TEKS BACAAN:
↓↓↓

MAKALAH
NURCHOLIS MADJID DAN
PLURALISME AGAMA
Diajukan Untuk Memenuhi Tugas Mata Kuliah Filsafat Islam
YangDibina Oleh Umar Bukhari
Oleh :
SYAMSUL HADI
NIM. 210 612 324
SEKOLAH TINGGI AGAMA ISLAM NEGERI
PAMEKASAN
(STAIN)
2006/2007
KATA PENGANTAR
Kami ucapkan puji syukur kehadirat Allah SWT karena atas segala limpahan rahmat, taufiq serta hidayahnya sehingga kita mampu melaksanakan segala aktivitas rutinitas dengan penuh kesabaran dan keikhlasan.
Selanjutkan makalah ini kami persembahkan untuk memenuhi tugas pada mata kuliah Filsafat Islam yang membahas tentang ”Cak Nur dan Pluralisme Agama” dan kami ucapkan banyak terima kasih kepada dosen pembimbing Bapak Umar Bukhari yang membina mata kuliah Filsafat Islam.
Semoga makalah ini menjadi suatu ilmu yang bermanfaat bagi kita semua khususnya bagi kami pribadi. Dan hanya kepada Allah kami akan kembali.
Penulis
BAB I
PENDAHULUAN
A. Latang Belakang
Dalam ranah pemikiran keislaman dan keindonesiaan, sosok Nurcholish Majid merupakan salah satu sosok paling fenominal dan legendaris sepanjang sejarah pemikiran keislaman. Dengan berbekal pengalaman dan pengetahuan yang mendalam ia mampu memproduksi ide-ide cemerlang tentang konsep-konsep dan berhasil mengkolaborasikan antara pemikiran-pemikiran konservatif dengan pemikiran-pemikian kontemporer. Dengan demikian Nurcholish Majid telah mewariskan kepada umat islam sebuah ensiklopedia pemikiran yang sangat kaya yang diramu dari berbagai peradaban umat manusia.
Namun kalau kita membincang tentang sosok Nurcholis Majid dan beberapa hasil pemikirannya banyak mengundang pro dan kontra di kalangan umat islam. khususnya konsep Pluralisme agama yang digagasnya.

↑↑↑

BAGIAN DATA:
↓↓↓

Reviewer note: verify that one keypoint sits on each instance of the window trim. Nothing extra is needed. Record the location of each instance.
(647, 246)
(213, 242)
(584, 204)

↑↑↑

TUGAS YANG DIKERJAKAN:
1. Jawab pertanyaan berikut berdasarkan makalah tentang pluralisme agama:
(a) Siapa yang membina mata kuliah Filsafat Islam?
(b) Di perguruan tinggi mana makalah ini disusun?
(c) Konsep gagasan Nurcholish Majid mana yang secara khusus disebut mengundang pro dan kontra di kalangan umat Islam?
2. Tulis lanjutan makalah tentang pluralisme agama, dimulai sesudah kalimat terakhir yang tercantum.
Data itu diambil dari sumber lain, bukan dari makalah.

DAFTAR JAWABAN:
1.
(a) Umar Bukhari.
(b) Sekolah Tinggi Agama Islam Negeri (STAIN) Pamekasan.
(c) Konsep pluralisme agama.

2.
Maka dari itu di dalam makalah ini saya akan membahas tentang Pluralisme Agama yang sesungguhnya ala Nurcholis Majid.
B. Rumusan Masalah
1. Biografi Nurcholis Majid
2. Plurasilme Agama
BAB II
PEMBAHASAN
A. Biografi Nurcholish Majid
Nurcholsi Majid lahir di Jombang Jawa Timu, tepatnya di sebuah kampung kecil Desa Mojoanyar tanggal 17 Maret 1939 M/26 Muharram 1358 H dari kalangan keluagra pesantren. Ayah beliau bernama H. Abd. Majid seorang alim jebolan pesantren Tebuireng dan merupakan santri kesayangan dari Hadratussyaikh KH. Hasyim Asy’ari.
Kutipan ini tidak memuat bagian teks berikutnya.